** Opening STUDY MATERIAL block **

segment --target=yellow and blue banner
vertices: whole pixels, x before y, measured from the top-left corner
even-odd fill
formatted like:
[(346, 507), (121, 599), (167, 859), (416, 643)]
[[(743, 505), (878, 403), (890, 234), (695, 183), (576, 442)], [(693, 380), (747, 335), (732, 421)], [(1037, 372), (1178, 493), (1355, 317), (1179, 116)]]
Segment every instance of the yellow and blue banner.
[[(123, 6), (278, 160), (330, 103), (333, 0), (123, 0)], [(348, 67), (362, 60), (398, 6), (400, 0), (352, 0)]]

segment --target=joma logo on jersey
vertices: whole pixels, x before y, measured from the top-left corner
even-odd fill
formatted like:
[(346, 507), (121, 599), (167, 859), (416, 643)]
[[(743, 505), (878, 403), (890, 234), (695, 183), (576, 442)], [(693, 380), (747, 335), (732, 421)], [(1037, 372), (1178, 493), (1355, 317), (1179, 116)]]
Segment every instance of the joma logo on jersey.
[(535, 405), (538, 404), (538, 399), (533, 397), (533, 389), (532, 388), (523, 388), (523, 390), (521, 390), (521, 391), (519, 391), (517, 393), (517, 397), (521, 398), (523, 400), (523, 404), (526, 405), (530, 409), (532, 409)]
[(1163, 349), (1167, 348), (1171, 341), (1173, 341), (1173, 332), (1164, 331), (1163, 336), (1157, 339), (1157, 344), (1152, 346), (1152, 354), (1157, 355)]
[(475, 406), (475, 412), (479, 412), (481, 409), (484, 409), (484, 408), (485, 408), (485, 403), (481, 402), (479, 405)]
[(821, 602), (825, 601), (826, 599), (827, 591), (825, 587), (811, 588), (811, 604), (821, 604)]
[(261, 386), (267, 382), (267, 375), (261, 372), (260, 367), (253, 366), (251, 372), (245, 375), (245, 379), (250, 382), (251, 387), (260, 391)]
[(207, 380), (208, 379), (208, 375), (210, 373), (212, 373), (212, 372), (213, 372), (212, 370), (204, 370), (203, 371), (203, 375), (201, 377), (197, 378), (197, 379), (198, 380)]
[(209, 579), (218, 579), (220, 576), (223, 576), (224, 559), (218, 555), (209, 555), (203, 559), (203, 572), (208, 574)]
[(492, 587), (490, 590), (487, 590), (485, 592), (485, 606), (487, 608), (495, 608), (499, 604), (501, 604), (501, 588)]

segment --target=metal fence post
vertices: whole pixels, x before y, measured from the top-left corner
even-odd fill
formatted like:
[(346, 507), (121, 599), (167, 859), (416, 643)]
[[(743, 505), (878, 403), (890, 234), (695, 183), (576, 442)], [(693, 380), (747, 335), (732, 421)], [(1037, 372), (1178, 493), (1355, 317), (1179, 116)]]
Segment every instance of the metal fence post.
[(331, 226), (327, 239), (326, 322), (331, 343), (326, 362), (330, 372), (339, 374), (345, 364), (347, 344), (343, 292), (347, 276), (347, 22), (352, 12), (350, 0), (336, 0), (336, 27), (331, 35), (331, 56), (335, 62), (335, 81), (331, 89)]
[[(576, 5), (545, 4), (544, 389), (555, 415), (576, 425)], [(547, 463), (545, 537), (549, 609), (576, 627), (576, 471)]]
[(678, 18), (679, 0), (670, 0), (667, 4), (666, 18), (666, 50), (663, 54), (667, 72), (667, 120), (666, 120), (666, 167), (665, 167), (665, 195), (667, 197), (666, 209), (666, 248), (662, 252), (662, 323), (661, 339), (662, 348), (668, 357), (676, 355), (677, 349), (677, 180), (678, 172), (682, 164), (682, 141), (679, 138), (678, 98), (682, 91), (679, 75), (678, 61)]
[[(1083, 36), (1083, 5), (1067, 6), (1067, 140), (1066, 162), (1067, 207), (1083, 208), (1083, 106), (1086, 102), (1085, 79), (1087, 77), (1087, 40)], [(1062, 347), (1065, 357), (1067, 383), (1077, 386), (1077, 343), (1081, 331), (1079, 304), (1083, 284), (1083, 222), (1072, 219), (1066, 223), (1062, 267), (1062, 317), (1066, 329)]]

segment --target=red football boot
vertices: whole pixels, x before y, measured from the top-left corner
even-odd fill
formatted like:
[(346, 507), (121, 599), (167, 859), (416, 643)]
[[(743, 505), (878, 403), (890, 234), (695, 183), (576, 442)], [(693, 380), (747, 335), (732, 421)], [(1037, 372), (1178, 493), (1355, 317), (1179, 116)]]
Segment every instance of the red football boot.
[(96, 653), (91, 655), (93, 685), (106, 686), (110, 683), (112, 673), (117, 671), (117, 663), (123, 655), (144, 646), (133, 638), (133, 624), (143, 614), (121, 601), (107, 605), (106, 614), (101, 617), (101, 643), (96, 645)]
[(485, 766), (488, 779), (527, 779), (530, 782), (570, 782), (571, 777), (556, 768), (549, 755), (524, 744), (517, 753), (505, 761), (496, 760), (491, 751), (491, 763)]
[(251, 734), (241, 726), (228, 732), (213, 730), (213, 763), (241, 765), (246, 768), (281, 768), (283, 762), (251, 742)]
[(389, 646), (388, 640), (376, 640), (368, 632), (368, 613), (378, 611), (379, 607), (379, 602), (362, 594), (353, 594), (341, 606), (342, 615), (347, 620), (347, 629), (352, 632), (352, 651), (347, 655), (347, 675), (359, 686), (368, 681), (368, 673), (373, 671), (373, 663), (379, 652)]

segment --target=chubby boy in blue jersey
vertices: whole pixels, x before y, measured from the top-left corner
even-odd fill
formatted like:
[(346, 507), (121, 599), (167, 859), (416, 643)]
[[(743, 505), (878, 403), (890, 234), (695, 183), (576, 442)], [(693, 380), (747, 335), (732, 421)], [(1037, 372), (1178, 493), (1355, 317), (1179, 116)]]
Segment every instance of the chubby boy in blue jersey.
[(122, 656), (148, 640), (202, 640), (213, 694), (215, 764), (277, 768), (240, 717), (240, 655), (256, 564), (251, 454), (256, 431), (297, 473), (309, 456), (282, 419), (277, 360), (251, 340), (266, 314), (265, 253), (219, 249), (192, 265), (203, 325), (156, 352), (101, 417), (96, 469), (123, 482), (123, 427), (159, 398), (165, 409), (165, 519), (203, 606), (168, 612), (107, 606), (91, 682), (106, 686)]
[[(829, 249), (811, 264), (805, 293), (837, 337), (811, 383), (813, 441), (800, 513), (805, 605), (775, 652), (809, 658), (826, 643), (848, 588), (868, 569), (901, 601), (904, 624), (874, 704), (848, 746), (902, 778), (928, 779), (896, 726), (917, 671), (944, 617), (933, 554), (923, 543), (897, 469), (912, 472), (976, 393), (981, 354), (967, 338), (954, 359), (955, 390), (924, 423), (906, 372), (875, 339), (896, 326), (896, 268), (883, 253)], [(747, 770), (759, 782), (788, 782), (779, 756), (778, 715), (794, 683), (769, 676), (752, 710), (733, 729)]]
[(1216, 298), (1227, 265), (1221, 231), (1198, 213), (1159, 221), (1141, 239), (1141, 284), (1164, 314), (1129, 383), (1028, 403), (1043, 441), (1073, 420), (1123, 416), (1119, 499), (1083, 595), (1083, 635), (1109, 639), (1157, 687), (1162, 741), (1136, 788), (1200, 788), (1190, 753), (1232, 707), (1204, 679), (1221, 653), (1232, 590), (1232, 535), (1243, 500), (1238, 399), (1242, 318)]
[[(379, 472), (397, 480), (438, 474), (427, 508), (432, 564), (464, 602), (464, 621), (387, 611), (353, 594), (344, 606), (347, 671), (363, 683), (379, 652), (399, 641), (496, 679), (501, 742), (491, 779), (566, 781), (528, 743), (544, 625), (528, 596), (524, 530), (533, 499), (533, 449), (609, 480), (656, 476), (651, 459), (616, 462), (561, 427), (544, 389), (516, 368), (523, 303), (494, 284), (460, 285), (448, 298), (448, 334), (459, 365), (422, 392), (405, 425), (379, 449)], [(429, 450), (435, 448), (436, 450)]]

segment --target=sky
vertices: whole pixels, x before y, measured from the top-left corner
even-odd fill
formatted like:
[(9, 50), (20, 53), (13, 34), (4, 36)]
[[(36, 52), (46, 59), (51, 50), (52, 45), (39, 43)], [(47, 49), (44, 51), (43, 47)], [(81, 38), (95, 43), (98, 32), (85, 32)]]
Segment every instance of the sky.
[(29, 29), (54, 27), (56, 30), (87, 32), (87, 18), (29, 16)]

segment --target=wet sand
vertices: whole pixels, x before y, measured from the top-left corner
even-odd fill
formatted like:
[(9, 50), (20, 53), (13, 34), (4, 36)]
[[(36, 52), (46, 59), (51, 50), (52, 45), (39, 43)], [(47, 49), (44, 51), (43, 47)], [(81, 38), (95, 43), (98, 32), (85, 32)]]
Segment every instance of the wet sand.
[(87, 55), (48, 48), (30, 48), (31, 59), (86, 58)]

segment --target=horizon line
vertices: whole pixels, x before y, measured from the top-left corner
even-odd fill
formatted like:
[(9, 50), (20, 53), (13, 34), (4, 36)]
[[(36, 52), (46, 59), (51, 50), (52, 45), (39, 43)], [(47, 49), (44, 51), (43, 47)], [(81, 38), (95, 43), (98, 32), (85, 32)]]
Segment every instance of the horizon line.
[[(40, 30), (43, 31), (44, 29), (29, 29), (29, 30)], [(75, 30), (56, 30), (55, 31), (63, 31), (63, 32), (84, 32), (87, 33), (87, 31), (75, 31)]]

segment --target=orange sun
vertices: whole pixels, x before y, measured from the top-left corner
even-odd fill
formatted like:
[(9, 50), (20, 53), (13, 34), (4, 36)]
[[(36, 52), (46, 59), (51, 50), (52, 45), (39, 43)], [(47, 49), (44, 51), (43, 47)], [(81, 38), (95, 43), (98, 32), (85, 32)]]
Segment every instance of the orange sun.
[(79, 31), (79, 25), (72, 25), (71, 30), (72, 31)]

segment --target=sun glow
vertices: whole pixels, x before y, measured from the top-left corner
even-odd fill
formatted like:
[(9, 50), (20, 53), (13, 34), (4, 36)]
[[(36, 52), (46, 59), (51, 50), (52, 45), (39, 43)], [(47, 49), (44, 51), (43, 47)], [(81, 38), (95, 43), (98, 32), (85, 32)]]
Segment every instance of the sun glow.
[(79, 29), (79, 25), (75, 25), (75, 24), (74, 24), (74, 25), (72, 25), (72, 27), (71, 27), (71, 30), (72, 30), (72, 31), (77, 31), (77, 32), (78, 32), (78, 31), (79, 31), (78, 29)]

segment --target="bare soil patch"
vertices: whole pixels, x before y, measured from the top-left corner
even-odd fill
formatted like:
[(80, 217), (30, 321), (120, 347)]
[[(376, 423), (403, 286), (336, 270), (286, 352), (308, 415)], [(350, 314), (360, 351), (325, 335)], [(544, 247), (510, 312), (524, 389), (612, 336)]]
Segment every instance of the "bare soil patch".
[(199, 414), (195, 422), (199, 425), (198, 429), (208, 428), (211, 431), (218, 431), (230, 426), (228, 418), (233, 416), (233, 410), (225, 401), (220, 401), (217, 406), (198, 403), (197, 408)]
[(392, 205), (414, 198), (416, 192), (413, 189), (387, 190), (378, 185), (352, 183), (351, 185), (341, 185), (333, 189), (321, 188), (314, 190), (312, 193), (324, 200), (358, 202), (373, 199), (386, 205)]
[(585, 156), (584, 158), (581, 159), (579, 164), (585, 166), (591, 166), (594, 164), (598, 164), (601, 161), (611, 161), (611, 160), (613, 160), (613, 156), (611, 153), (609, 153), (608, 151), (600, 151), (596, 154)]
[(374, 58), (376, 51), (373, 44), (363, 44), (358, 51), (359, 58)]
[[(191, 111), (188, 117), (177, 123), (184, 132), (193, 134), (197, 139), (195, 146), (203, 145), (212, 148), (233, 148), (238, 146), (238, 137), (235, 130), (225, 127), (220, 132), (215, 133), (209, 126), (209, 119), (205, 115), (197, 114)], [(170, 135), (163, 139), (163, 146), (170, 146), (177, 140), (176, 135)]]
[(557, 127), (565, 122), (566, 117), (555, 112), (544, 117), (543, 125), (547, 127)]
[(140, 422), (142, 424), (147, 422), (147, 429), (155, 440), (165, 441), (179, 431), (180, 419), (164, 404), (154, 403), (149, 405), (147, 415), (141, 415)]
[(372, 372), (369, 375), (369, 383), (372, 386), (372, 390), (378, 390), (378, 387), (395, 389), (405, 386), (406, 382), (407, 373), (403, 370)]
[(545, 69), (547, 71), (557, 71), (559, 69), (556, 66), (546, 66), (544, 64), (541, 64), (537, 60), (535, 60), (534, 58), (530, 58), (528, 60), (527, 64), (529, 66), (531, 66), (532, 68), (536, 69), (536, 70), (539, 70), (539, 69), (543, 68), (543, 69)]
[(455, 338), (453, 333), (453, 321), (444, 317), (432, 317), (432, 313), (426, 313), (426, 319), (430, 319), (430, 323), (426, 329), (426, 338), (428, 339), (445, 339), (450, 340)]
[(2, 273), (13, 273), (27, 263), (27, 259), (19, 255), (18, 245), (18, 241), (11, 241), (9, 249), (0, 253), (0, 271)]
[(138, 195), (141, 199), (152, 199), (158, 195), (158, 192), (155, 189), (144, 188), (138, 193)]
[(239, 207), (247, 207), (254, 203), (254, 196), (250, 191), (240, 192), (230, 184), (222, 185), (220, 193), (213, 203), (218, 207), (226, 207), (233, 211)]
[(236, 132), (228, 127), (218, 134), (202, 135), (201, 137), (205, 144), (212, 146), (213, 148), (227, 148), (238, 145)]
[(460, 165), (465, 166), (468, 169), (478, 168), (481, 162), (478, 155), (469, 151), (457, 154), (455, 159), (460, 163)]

** Closing STUDY MATERIAL block **

## TASK STATEMENT
Find the number of lines above that hold the word "target", then write that number by itself.

## WRITTEN RESPONSE
11